Goal of the exercise: Convert the entries below, from the line containing "like x=217 y=301." through the end of the entries (both ends included), into a two-column CSV with the columns "prompt" and "response". Give one row per entry, and put each field in quotation marks with its line breaks replaced by spaces.

Supplied records:
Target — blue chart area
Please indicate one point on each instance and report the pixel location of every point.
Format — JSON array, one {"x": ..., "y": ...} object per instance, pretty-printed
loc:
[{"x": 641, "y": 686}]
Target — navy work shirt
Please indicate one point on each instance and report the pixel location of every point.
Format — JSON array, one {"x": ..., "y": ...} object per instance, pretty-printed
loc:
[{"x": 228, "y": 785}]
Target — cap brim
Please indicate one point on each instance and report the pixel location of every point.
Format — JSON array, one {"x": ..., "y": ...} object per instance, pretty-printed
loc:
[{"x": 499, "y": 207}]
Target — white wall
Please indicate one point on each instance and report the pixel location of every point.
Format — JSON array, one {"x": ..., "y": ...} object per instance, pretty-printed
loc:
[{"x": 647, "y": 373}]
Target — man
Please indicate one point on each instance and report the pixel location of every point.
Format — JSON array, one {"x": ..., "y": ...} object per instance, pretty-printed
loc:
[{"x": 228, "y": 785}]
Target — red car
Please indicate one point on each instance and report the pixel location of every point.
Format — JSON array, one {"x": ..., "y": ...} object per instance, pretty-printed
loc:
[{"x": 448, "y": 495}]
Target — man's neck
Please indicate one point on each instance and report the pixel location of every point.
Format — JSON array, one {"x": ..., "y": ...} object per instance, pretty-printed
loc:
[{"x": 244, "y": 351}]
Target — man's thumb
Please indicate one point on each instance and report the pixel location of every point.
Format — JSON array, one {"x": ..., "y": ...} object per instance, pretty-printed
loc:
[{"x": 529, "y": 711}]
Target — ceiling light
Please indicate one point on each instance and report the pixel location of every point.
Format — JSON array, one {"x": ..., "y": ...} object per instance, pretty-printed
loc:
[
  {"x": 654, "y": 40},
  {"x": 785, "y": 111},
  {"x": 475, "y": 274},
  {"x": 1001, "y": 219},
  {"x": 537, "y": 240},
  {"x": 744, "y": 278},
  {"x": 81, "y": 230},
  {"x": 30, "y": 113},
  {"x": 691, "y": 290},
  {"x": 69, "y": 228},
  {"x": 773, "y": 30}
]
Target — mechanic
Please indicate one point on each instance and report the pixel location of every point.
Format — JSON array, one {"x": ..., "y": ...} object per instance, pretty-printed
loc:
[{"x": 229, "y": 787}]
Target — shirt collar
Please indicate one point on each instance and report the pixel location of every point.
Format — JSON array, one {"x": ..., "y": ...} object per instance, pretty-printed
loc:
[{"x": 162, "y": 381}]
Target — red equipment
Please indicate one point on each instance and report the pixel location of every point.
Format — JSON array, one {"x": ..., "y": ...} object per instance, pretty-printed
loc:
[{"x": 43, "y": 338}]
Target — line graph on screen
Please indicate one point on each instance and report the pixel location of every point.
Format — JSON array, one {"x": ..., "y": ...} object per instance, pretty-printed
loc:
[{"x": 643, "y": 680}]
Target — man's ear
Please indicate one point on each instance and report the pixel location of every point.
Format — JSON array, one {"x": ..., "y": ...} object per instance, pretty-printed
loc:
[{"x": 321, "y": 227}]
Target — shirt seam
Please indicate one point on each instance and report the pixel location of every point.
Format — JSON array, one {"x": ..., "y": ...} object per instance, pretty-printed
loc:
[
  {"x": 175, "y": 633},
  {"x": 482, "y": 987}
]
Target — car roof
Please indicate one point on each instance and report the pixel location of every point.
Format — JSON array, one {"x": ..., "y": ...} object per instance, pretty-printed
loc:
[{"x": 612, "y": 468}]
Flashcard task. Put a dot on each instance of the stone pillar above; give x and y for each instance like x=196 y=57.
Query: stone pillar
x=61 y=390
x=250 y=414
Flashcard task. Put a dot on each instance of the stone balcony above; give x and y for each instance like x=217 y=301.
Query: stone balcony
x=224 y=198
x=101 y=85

Exercise response:
prompt,response
"Flashcard task. Put a dot on each instance of the stone balcony above; give x and y for each instance like x=217 y=301. Query: stone balcony","x=224 y=198 x=101 y=85"